**Available records**.
^^^^^^^^^^^^^^^^

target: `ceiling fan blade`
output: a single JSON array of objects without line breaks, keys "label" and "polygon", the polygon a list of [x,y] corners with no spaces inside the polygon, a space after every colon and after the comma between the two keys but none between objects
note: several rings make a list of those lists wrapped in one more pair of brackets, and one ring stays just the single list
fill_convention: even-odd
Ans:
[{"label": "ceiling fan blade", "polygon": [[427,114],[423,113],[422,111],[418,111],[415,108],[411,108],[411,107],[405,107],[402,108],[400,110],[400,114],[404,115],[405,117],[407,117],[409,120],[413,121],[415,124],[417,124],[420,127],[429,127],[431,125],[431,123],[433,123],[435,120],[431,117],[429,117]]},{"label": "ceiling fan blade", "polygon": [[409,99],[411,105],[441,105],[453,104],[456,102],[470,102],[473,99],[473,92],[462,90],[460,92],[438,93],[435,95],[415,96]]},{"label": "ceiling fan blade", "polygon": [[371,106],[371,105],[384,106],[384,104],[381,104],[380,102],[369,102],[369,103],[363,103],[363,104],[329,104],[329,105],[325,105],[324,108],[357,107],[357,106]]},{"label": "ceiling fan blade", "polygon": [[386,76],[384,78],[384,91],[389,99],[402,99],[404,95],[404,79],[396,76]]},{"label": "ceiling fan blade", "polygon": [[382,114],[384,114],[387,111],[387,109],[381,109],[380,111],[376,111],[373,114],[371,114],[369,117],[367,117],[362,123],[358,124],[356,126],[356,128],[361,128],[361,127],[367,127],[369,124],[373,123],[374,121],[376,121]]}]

^^^^^^^^^^^^^^^^

**What the exercise asks**.
Would you copy each line of the data exactly as it appears above?

**Solution below**.
target: `ceiling fan blade`
output: a single JSON array of objects without line breaks, keys "label" and "polygon", the polygon a list of [x,y] corners with no spaces inside the polygon, a space after every colon and after the comma between the two keys but none between objects
note: several rings make a list of those lists wrapped in one more pair of brackets, and one ring stays just the single list
fill_convention: even-odd
Ans:
[{"label": "ceiling fan blade", "polygon": [[427,114],[423,113],[422,111],[418,111],[415,108],[411,108],[411,107],[405,107],[402,108],[400,110],[400,114],[404,115],[405,117],[407,117],[409,120],[413,121],[415,124],[417,124],[420,127],[429,127],[431,125],[431,123],[433,123],[435,120],[431,117],[429,117]]},{"label": "ceiling fan blade", "polygon": [[409,99],[411,105],[441,105],[453,104],[456,102],[470,102],[473,99],[473,92],[462,90],[460,92],[438,93],[435,95],[415,96]]},{"label": "ceiling fan blade", "polygon": [[371,106],[371,105],[384,106],[384,104],[381,104],[380,102],[369,102],[369,103],[363,103],[363,104],[329,104],[329,105],[325,105],[324,108],[357,107],[357,106]]},{"label": "ceiling fan blade", "polygon": [[386,76],[384,78],[384,91],[389,99],[402,99],[404,95],[404,79],[396,76]]},{"label": "ceiling fan blade", "polygon": [[382,114],[384,114],[387,111],[387,109],[381,109],[380,111],[376,111],[373,114],[371,114],[369,117],[367,117],[362,123],[358,124],[356,126],[356,128],[361,128],[361,127],[367,127],[369,124],[373,123],[374,121],[376,121]]}]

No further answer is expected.